> [Data to process]:
** BEGIN **
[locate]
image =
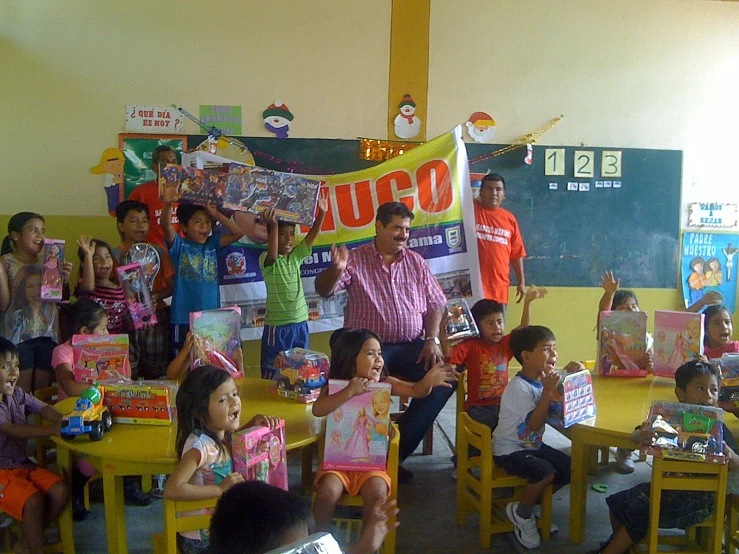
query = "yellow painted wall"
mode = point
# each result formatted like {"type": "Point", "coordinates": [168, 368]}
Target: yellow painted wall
{"type": "Point", "coordinates": [657, 74]}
** END **
> [What is being asked]: Copy every line above character for character, leaving the picture out of your answer.

> [Task result]:
[locate]
image =
query = "yellow painted wall"
mode = point
# each result formatted like {"type": "Point", "coordinates": [168, 368]}
Target: yellow painted wall
{"type": "Point", "coordinates": [657, 74]}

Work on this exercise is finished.